PROBLEM DETAILS => Repeat the records in full. No pictures belong in the copy.

PROVIDED RECORDS =>
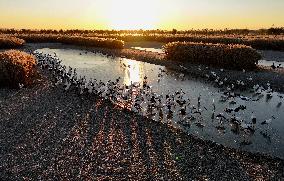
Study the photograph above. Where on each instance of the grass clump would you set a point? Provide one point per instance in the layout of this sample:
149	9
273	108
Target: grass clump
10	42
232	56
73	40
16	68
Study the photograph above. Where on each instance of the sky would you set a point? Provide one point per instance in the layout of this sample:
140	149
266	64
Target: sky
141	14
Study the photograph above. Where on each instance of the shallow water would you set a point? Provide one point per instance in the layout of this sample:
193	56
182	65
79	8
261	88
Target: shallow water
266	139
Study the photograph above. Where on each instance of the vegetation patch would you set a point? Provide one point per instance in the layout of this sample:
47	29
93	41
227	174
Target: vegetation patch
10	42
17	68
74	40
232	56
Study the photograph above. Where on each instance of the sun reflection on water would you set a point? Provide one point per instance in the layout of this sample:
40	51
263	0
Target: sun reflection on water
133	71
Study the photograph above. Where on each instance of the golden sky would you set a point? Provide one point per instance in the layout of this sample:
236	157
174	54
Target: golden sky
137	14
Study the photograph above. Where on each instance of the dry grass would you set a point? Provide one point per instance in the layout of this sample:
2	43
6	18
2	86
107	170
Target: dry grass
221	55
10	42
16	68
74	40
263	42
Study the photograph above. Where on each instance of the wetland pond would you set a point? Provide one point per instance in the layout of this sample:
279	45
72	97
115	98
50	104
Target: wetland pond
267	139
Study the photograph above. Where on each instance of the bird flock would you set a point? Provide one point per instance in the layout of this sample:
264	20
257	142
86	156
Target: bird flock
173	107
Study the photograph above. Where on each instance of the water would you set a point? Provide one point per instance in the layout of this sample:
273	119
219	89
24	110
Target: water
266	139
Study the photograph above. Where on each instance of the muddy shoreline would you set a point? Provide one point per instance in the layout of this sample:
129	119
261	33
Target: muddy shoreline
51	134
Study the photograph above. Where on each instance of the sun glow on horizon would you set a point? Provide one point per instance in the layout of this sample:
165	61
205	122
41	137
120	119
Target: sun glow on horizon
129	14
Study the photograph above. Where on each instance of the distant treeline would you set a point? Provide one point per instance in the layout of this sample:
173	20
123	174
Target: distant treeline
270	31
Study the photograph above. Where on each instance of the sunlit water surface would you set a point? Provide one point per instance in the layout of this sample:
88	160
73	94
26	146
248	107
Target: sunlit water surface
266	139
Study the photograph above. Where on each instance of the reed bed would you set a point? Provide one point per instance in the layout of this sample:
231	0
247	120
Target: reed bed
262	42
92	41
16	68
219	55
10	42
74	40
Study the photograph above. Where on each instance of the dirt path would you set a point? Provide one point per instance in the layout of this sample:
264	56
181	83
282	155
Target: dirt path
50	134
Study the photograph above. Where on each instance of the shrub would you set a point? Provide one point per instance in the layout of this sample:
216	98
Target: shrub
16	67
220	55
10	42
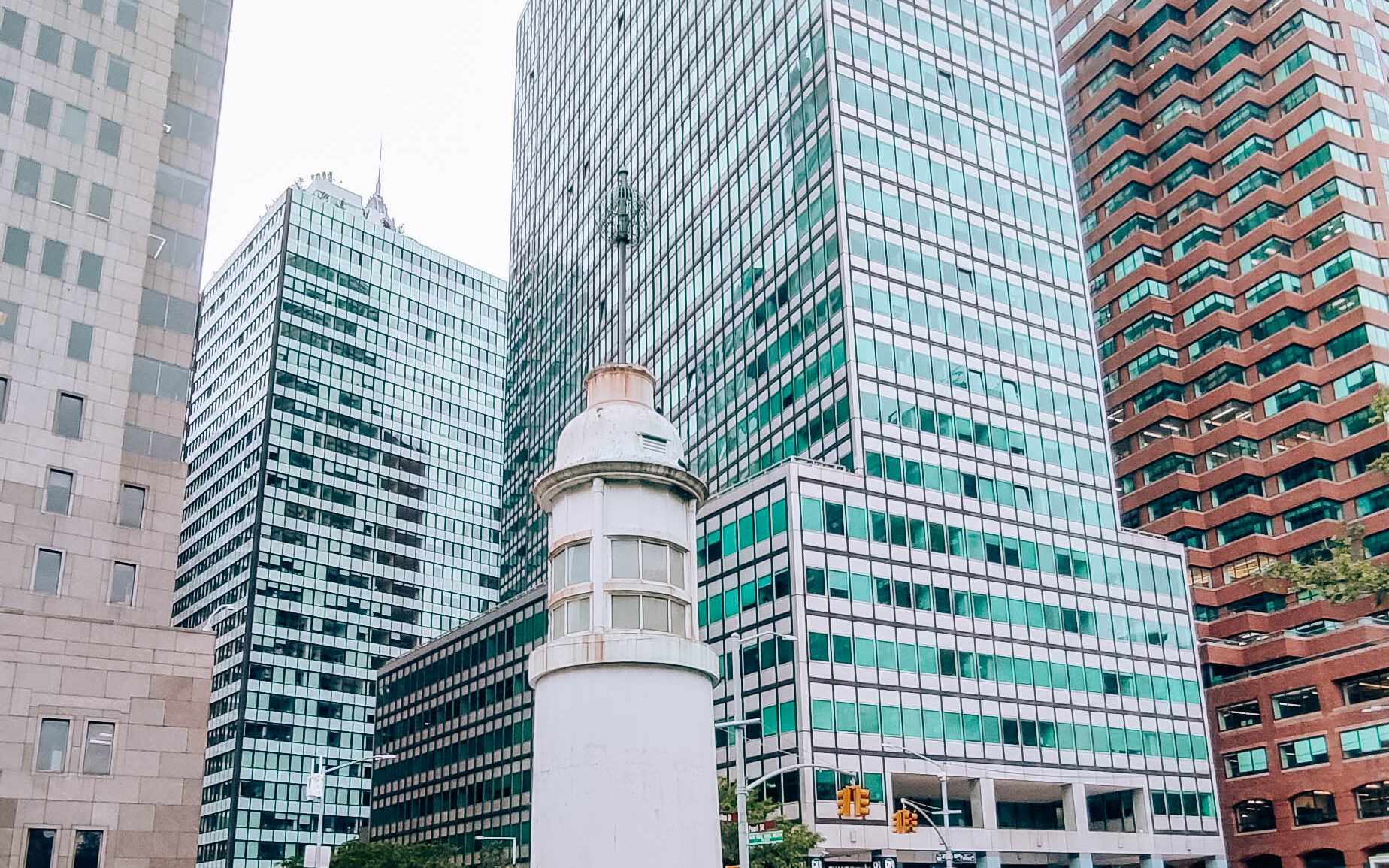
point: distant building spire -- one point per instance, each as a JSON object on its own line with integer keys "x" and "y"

SOLUTION TO THIS EXERCISE =>
Study the photograph above. Where on each instance of the grass clump would you set a point? Provide one point per instance in the layout of this sample:
149	9
273	108
Target: grass clump
10	42
232	56
73	40
16	68
Study the photograph above. Where on each instance of the sky would you set a point? Provide one point per instance in the layout of this sample:
140	149
266	64
Target: sky
141	14
Study the photograph above. Where on each instance of the shallow water would you set a point? Provide one point per instance in the layout of this sample:
193	56
182	65
79	8
261	88
Target: shallow water
266	139
Study the photograph above. Where on each instance of the vegetation patch would you set a point? Provide one point per instance in the layout of this sample:
47	29
93	41
227	174
Target: vegetation patch
10	42
17	68
74	40
232	56
Study the photograph above. Where on each instance of the sun reflection on water would you set a point? Provide one point per instance in the layout of this sample:
40	51
263	0
Target: sun reflection on water
133	71
Study the photograph above. Where on each instance of the golden sky would you set a point? Provide one point per instance in the layout of this sample:
236	157
174	54
Target: golden sky
137	14
Study the photograph above. Where on each instance of the dry grass would you set a point? Provide one point per instance in the layout of this sample:
2	43
6	18
2	86
107	170
Target: dry grass
221	55
10	42
16	68
74	40
263	42
Study the photograph above. Where on each instance of the wetland pond would you set a point? Provide one point per instance in the layout of this sample:
279	45
72	97
115	98
50	104
Target: wetland pond
267	139
Study the photograph above. Where on each instance of the bird flock would you set a point? Provide one point per instance in the layout of this sample:
264	20
257	142
86	156
Target: bird flock
173	107
Study the photograph above. Where on each instance of the water would you set a point? Provide one point per instance in the layout of this sample:
273	119
219	89
24	110
Target: water
266	139
Study the photograph above. Where on each instance of the muddy shoreline would you set a point? Provide one point per instance in the layout of this sample:
129	119
261	33
Target: muddy shoreline
51	134
Study the photograph above. Where on each instance of the sun glow on horizon would you set a point? Provide one point per instance in the layout of this sample:
165	61
205	122
41	137
120	119
Target: sun glow on horizon
129	14
Study the photograph above. Where on each instance of the distant treeline would you set a point? Provide one point per instance in the layout of this sample:
173	20
123	174
Target: distant treeline
270	31
Study the photograph above. Where on each instance of the sunlit water surface would you set a point? Provide one point per instance in the layout of this sample:
88	160
73	94
26	146
248	107
Target: sunlit water surface
266	139
Study the photograph above. Where on each instance of the reed bed would you set a point? Provide one point per instance in the layout of this sample:
231	0
247	120
Target: reed bed
262	42
92	41
16	68
219	55
10	42
74	40
Study the photograph above. Where on each instance of the dirt path would you set a point? Provide one point per instance in the layout of this sample:
264	56
181	83
282	155
Target: dirt path
50	134
Study the photograph above. Where on each instance of the shrub would you set a point? Provide one point per instance in the layout of this sample:
216	98
Target: shrub
16	67
220	55
10	42
point: distant building spire -- one point per instance, each as a JSON object on its own line with integer keys "x" and "y"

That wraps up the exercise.